* [TASK LIST]:
A) Name every food mentioned in the passage about eating.
B) Write what comes next in the passage about eating, picking up after its final sentence.

* [TEXT PROVIDED]:

▽

Here is another truth you may not understand: I needed another voice to fix this problem of nonThinking. This voice was of Lose Control. This was the voice that took care of me when I did not let other humans help me (because remember, during this illness, I do not think anybody can help me. I think the world likes to hurt me. I think everybody’s intention is to make me feel unworthy and small. I think people try to get close to me, only to enjoy leaving me.
This voice would shout over all the Unthinking (the panic of realizing I was a failure and should die). This voice would come in because I would begin to be scared of my feelings, they would grow to be bigger than I could handle, they would begin to take over my skull, and my heart, and I was going to explode from how big my fear and anger and desire to kill and die and crumble was. So this voice shouted the only thing that would stop all the Feeling: “EAT!”
This was very smart of my brain, if you think about it. Because eating is nice, I think. Especially when you are three days hungry, maybe three weeks hungry, maybe three months hungry, maybe three years. It does not matter: when you are hungry and a voice shouts “EAT!” you feel cared for, you feel saved, you have something to do with your hands (which you are scared of all of sudden; you are scared of your whole body all of a sudden; it is all filled up with Feelings that you do not like and you can feel them everywhere).
Here is a truth many people will not understand: it does not need to be pizza, and ice cream, and bread and chocolate. Those are just what the back of my head grabs because it has not had it in a very, very long time. Because the Control Voice was always saying “no,” and suddenly we have let go of all the rules. But it does not have to be those things. It is anything (it has been uncooked pasta, it has been raw kale, it has been frozen dumplings: it will take whatever is there and sometimes, if the Feelings are so big the entire world will explode if I do not eat at that exact moment, I will not wait to cook whatever I find) and this mind does not care who it belongs to. It is these moments that I do realize it is an illness, because a conscious version of myself respects other people’s possessions, other people’s purchased food. But when I am in this state, I do not care. I do not care because in this state, I am truly convinced I am going to die afterwards anyway.

△

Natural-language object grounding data
▽

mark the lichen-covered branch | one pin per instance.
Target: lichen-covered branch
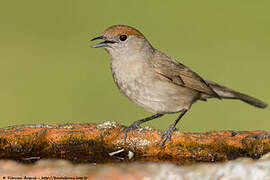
(104, 143)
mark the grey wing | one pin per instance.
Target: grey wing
(179, 74)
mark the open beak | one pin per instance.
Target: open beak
(101, 44)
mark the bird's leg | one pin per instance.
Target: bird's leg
(136, 124)
(167, 134)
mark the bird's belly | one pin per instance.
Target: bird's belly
(153, 94)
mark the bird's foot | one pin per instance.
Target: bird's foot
(167, 135)
(132, 127)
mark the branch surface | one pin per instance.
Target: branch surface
(104, 143)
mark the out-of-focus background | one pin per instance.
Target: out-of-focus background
(49, 73)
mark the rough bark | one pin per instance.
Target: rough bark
(104, 143)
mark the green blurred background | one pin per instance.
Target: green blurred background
(49, 73)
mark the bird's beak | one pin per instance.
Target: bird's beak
(101, 44)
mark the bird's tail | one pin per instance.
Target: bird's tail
(227, 93)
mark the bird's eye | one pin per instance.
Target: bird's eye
(123, 37)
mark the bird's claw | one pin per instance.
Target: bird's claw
(132, 127)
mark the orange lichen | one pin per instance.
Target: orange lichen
(104, 143)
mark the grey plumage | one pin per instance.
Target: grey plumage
(155, 81)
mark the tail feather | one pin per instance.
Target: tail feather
(227, 93)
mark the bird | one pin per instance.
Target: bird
(155, 81)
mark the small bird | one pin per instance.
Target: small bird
(155, 81)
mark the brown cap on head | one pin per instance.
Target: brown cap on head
(121, 29)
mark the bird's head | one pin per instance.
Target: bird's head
(122, 39)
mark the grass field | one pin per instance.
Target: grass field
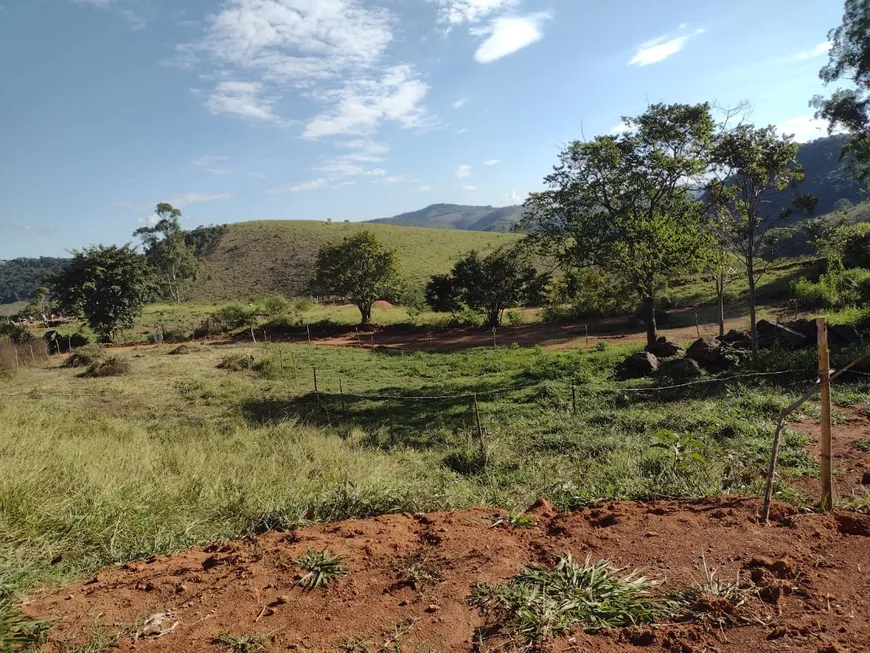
(276, 257)
(100, 471)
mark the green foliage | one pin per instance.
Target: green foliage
(15, 332)
(493, 283)
(168, 253)
(250, 643)
(111, 366)
(108, 285)
(540, 602)
(20, 277)
(443, 295)
(360, 270)
(619, 203)
(849, 59)
(322, 568)
(85, 356)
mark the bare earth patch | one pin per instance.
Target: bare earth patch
(808, 580)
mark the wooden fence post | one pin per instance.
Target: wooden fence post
(825, 392)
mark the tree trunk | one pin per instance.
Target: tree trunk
(650, 318)
(753, 331)
(365, 313)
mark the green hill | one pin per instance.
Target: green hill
(277, 256)
(459, 216)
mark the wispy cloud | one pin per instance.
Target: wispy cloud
(305, 186)
(818, 51)
(242, 99)
(187, 199)
(330, 52)
(508, 34)
(661, 48)
(456, 12)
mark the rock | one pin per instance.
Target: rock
(770, 334)
(807, 328)
(665, 348)
(637, 366)
(680, 369)
(736, 338)
(712, 355)
(843, 334)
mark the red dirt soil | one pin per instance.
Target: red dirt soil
(811, 573)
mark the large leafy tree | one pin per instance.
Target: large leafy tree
(168, 252)
(623, 203)
(495, 282)
(360, 270)
(849, 60)
(749, 165)
(108, 285)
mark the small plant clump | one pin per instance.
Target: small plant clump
(251, 643)
(112, 366)
(540, 602)
(322, 568)
(85, 356)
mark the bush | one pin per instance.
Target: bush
(15, 333)
(112, 366)
(85, 356)
(237, 362)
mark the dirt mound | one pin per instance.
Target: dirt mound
(410, 577)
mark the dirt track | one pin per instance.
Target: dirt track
(811, 574)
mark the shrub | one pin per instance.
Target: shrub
(85, 356)
(112, 366)
(15, 332)
(237, 362)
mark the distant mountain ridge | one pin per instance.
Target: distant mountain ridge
(459, 216)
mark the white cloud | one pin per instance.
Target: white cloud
(314, 184)
(818, 51)
(660, 48)
(326, 51)
(803, 128)
(362, 104)
(506, 35)
(515, 198)
(456, 12)
(180, 201)
(242, 99)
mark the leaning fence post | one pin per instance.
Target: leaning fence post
(825, 387)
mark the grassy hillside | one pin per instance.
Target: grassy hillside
(277, 256)
(459, 216)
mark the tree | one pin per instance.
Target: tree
(622, 203)
(849, 59)
(494, 283)
(749, 164)
(168, 252)
(108, 285)
(442, 294)
(360, 270)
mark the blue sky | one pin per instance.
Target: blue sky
(352, 109)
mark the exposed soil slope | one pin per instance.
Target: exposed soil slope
(811, 574)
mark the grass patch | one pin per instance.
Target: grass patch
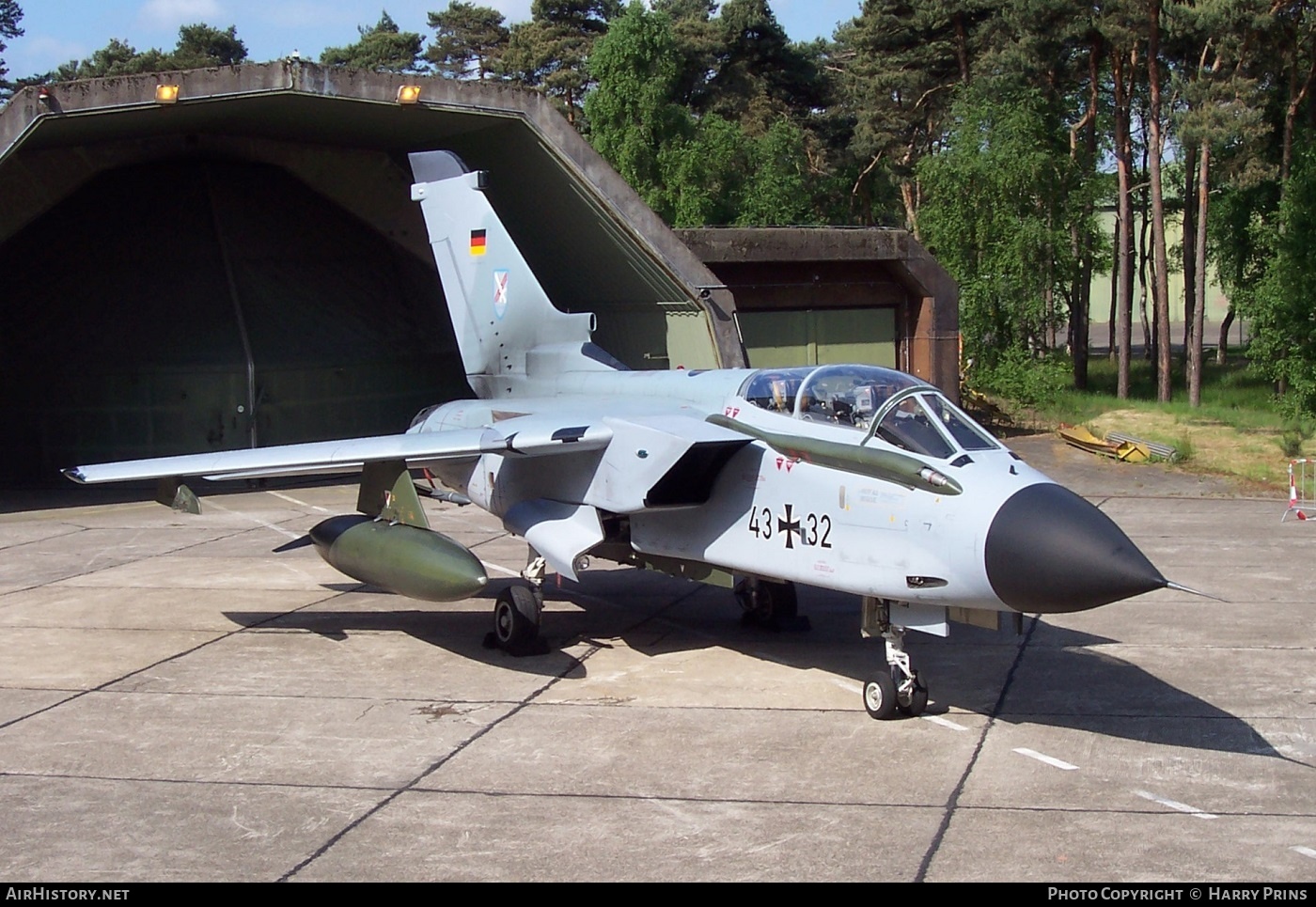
(1236, 430)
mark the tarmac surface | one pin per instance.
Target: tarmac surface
(178, 702)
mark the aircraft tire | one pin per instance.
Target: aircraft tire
(516, 618)
(916, 702)
(879, 696)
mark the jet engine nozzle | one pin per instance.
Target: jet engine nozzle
(416, 562)
(1049, 552)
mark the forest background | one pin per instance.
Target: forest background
(995, 131)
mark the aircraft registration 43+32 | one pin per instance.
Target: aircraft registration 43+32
(848, 477)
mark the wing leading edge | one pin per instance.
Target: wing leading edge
(352, 454)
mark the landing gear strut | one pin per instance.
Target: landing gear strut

△

* [RESULTS OF THE TASKS]:
A) Pizza, ice cream, bread, chocolate, uncooked pasta, raw kale, frozen dumplings

B)
Here is a truth that you may not understand: the eating was not the most important part. It was the eliminating of it. This is the part I will not go into detail with, and this is important to read: if you suffer from an addiction, never tell another person more than the Feelings you had, do not share your tricks out loud. All the tricks that I learned came from seeing it on television, googling it, or someone sharing it. Even if it is well-intentioned, never tell anyone how you accomplish these things, because sensitive and bright ears will pick up tricks and not even realize they did until later. For the sake of other people’s recovery, I will never share these things out loud, because they are not even the important part.
The important part is another Truth, which I found so fascinating when I learned it that I burst out into tears, and perhaps you will find it of use, too. When asked during a private session during my time at my recovery center if I “was ever angry”, I laughed. I said no, never, and anybody I knew would say the same. Then she asked if I was angry as a child, and I laughed again. I said yes, always, and anybody I knew me then would say the same. Then she said it would be very strange, then, if I stopped being angry all of a sudden. She said that anorexia was a lonely disorder, and that bulimia was a very angry, angry eating disorder, and asked if maybe I was participating in this whenever I experienced anger? I was shocked and nodded: yes, this could be true. Then she asked me a very interesting question: did I know that anger is a secondary emotion? I asked her what that meant. She said that anger is the messenger emotion of another a primary emotion; she said anger stems from sadness.
This all felt very real all of a sudden. Then, once more, she asked me a question: did I know, perhaps, that studies have found that the chemical being released in the brain while throwing up is the same chemical that is released while crying? This is when I began to sob in her office, and I did so for a very long time, because I became aware of what I was really doing all those times. I realized I had been trying to cry.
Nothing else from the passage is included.